:: Extracted records
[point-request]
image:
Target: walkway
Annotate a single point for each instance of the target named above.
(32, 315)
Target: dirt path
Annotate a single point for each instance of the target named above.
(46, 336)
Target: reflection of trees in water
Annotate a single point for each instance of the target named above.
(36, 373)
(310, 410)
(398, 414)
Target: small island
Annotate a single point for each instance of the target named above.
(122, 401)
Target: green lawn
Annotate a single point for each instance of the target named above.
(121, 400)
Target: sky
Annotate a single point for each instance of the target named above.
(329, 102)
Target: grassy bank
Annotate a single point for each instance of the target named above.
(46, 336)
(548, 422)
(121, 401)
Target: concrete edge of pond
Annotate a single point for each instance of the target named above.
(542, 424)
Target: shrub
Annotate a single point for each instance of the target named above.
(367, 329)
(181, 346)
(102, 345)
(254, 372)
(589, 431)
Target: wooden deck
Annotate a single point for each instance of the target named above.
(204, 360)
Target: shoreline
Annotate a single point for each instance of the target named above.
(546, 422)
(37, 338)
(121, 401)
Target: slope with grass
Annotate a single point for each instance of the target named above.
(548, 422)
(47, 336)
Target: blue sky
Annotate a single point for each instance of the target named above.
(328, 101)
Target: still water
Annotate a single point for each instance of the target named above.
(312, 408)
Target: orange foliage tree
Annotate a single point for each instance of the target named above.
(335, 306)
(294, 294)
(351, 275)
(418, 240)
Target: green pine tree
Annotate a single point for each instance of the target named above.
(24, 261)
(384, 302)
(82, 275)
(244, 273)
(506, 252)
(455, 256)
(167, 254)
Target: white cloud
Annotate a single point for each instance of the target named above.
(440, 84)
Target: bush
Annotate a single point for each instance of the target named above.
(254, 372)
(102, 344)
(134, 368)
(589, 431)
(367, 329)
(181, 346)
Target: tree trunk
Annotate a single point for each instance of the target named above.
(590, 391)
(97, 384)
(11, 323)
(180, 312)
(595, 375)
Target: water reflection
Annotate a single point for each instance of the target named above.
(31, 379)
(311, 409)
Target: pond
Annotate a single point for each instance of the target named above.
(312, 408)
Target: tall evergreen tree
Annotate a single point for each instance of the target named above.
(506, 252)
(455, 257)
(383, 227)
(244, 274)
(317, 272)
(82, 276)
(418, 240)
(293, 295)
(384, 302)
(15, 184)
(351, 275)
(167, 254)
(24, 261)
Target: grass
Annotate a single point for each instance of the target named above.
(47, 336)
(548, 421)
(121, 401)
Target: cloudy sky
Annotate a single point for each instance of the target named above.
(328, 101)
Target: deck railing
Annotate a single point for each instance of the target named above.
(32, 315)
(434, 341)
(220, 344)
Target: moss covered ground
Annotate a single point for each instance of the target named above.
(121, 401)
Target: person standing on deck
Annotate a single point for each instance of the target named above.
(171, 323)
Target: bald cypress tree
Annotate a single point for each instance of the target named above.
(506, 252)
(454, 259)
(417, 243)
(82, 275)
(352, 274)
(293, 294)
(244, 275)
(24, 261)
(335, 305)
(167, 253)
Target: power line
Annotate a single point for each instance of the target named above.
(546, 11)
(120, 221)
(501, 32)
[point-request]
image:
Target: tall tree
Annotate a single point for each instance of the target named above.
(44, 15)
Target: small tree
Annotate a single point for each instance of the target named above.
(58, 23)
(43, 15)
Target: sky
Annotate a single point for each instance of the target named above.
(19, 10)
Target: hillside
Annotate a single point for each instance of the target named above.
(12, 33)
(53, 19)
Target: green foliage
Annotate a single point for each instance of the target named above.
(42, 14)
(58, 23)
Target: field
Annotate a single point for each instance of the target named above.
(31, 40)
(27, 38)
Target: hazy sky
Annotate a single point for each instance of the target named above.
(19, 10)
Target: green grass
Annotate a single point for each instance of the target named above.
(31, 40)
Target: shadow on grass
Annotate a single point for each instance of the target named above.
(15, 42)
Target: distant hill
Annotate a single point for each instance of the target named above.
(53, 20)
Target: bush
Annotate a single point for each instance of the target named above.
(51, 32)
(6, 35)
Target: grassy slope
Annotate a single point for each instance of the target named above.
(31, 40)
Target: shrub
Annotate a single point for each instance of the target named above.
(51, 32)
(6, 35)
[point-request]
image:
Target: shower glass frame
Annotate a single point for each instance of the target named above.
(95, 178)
::::
■ Problem: From the records above, reproduce exactly the lines from the one with "Target: slope with grass" to the one with "Target: tree trunk", both included, and no others.

■ Answer below:
Target: slope with grass
Annotate a single point for each instance of the target named above.
(548, 422)
(47, 336)
Target: blue sky
Annotate a single point for each instance of the target named above.
(328, 101)
Target: still water
Annotate a single point for each instance of the target named above.
(312, 408)
Target: orange foliage tree
Annotate a single point for each instance of the target named above.
(335, 306)
(294, 294)
(351, 275)
(418, 240)
Target: green pine tree
Annotate a single point for each instance of the target named above.
(24, 261)
(384, 302)
(82, 275)
(244, 273)
(506, 252)
(455, 256)
(167, 254)
Target: white cloud
Annotate a single point for each instance of the target named above.
(440, 84)
Target: bush
Annotate a single point for each instance of the target named above.
(254, 372)
(102, 344)
(134, 368)
(589, 431)
(367, 329)
(181, 346)
Target: tree trunk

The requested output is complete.